* **DAFTAR TUGAS**:
1. Jawablah pertanyaan berikut berdasarkan teks tentang keberkahan waktu dalam bekerja.
(a) Dalam rangkaian pada bagian TLDR, apa yang muncul tepat setelah "Pamer"?
(b) Apa ciri keberkahan waktu menurut teks itu?
(c) Mengapa ada orang yang sukses duniawi tanpa kehilangan keberkahan waktu?
2. Terjemahkan kalimat berikut dari teks tentang keberkahan waktu dalam bekerja ke dalam bahasa Inggris: "Yang menentukan bukan hanya aktivitasnya, tetapi juga niat dan bagaimana seseorang mengelola hidupnya."
3. Salin dengan persis bagian teks tentang keberkahan waktu dalam bekerja, mulai dari "Menjaga Keberkahan Waktu" sampai dengan "tidak, sama-sama ujian)".

Menjaga Keberkahan Waktu dalam Bekerja
By alfanadhya - March 05, 2025
TLDR
Haus pengakuan -> Pamer -> Sombong -> Ketagihan mencapai sukses dunawi -> Agama dikesampingkan -> Waktu habis untuk mengejar dunia -> Keberkahan waktu hilang (either beneran mencapai kesuksesan dunia ataupun tidak, sama-sama ujian)
Ciri keberkahan waktu: effort untuk hal-hal duniawi secukupnya, tapi hasil tetap maksimal.
*Tentu ada orang yang sukses duniawi tanpa kehilangan keberkahan waktu, karena mereka memahami prioritas dan tetap menjaga niat yang lurus. Yang menentukan bukan hanya aktivitasnya, tetapi juga niat dan bagaimana seseorang mengelola hidupnya.

* **CUPLIKAN DATA**:

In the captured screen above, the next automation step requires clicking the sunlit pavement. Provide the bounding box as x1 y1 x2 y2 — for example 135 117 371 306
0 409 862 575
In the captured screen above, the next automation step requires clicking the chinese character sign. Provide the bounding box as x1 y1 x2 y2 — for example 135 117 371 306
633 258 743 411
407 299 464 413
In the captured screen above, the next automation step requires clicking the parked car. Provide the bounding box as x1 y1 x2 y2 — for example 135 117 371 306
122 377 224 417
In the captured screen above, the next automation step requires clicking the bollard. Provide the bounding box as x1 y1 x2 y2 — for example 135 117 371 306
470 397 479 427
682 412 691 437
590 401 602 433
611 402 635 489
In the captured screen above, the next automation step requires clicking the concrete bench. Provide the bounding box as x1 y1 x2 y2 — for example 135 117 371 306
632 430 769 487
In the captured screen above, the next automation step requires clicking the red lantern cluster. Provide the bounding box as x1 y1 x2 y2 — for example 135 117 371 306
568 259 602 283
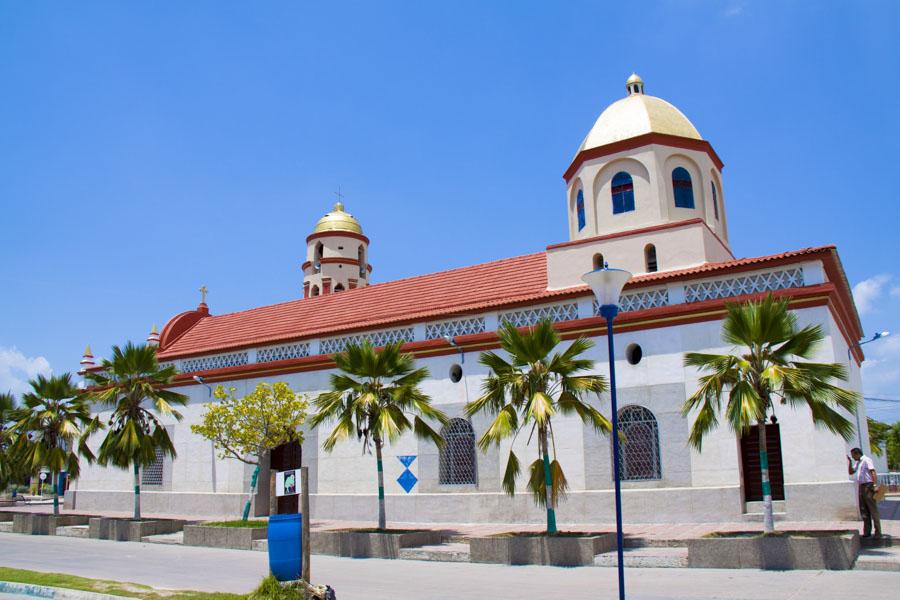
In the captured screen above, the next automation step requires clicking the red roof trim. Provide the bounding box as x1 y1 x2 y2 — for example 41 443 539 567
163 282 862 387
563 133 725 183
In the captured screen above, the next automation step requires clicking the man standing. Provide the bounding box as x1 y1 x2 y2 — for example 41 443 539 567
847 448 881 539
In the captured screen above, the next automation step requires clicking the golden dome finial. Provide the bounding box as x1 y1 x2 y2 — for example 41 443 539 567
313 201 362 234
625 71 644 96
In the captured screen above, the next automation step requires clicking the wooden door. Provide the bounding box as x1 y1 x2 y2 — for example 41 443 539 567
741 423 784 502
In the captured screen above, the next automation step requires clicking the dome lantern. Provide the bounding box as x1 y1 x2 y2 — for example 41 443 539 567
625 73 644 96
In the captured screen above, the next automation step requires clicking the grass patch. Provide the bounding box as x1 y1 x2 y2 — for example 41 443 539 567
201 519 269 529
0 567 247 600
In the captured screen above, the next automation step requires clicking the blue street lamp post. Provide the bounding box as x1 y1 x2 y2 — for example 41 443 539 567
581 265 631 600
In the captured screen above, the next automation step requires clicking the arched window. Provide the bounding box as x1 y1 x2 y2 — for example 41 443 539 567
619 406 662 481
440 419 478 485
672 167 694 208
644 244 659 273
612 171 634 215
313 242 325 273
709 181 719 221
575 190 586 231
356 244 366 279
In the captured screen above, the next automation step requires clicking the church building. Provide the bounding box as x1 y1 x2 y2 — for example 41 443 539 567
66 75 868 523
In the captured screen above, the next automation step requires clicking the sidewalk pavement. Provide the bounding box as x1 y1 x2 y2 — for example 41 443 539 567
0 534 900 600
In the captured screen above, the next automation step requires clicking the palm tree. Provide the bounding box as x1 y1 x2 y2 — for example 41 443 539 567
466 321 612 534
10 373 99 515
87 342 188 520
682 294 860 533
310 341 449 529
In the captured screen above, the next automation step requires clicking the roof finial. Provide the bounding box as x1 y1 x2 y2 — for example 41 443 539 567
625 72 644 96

* * *

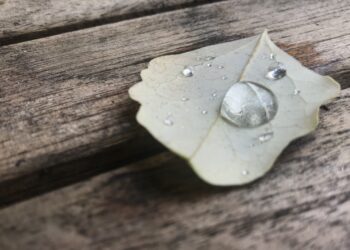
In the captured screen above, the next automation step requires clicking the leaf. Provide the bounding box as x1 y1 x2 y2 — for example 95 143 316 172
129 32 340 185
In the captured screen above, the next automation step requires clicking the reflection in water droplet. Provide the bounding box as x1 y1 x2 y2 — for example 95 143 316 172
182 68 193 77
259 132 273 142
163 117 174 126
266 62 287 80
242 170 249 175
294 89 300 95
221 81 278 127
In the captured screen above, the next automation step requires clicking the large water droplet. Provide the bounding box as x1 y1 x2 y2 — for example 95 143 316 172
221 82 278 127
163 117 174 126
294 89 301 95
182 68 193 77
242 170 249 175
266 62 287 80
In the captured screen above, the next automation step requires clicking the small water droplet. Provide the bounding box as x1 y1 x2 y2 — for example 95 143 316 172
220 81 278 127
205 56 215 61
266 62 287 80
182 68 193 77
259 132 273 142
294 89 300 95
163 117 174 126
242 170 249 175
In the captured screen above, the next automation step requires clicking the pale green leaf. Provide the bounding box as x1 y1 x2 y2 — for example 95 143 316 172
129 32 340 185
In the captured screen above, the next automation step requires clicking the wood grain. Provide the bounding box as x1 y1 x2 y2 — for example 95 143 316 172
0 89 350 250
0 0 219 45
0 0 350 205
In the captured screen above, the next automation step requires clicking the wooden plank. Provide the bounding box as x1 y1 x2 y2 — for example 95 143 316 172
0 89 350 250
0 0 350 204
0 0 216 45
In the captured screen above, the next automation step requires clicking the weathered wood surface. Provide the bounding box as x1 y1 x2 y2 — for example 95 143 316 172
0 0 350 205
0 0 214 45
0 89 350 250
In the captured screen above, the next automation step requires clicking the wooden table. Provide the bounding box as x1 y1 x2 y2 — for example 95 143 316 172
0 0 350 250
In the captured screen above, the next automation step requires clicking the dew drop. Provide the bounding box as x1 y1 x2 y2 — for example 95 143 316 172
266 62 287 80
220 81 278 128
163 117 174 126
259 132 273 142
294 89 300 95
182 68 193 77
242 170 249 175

* **JAWABAN TIAP TUGAS**:
1.
(a) Sombong.
(b) Upaya untuk hal-hal duniawi secukupnya, tetapi hasilnya tetap maksimal.
(c) Karena mereka memahami prioritas dan tetap menjaga niat yang lurus.

2. What determines it is not only the activity, but also the intention and how a person manages their life.

3.
Menjaga Keberkahan Waktu dalam Bekerja
By alfanadhya - March 05, 2025
TLDR
Haus pengakuan -> Pamer -> Sombong -> Ketagihan mencapai sukses dunawi -> Agama dikesampingkan -> Waktu habis untuk mengejar dunia -> Keberkahan waktu hilang (either beneran mencapai kesuksesan dunia ataupun tidak, sama-sama ujian)